__Exercise description__.
Read the records below and report each line in which "Target" occurs.

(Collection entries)
*-*-*
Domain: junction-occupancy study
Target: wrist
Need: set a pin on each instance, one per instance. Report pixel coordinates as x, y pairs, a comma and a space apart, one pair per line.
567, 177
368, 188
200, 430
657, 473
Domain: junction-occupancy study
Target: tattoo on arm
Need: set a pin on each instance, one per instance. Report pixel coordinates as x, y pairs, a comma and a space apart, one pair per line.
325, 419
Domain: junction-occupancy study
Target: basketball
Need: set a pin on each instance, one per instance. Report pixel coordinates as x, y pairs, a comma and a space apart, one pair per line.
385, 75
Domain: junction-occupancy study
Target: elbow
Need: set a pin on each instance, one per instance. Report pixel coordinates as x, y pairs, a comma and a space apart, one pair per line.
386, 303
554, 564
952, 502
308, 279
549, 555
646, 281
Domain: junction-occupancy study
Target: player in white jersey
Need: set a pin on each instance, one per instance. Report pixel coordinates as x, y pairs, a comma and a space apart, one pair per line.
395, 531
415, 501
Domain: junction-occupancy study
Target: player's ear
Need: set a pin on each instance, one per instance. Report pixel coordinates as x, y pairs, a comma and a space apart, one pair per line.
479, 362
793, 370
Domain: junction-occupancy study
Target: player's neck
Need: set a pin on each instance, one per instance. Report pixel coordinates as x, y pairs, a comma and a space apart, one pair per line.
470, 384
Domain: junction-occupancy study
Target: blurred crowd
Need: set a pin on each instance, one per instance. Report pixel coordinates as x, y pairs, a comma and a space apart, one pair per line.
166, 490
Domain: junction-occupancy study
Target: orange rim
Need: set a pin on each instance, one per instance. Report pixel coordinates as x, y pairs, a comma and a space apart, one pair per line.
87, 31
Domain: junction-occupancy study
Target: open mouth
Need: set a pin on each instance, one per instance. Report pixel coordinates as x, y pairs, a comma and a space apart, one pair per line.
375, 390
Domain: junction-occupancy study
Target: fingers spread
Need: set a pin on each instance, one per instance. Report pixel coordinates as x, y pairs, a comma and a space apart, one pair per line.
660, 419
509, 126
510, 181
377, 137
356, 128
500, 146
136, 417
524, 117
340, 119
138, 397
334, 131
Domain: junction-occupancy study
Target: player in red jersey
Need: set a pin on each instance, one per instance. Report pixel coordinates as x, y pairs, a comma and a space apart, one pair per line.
*-*-*
__The answer__.
Target: wrist
Target: tattoo on arm
Target: basketball
Target: elbow
Target: player in white jersey
Target: player's ear
Target: player's neck
Target: blurred crowd
Target: orange rim
Target: open mouth
Target: fingers spread
Target: player in red jersey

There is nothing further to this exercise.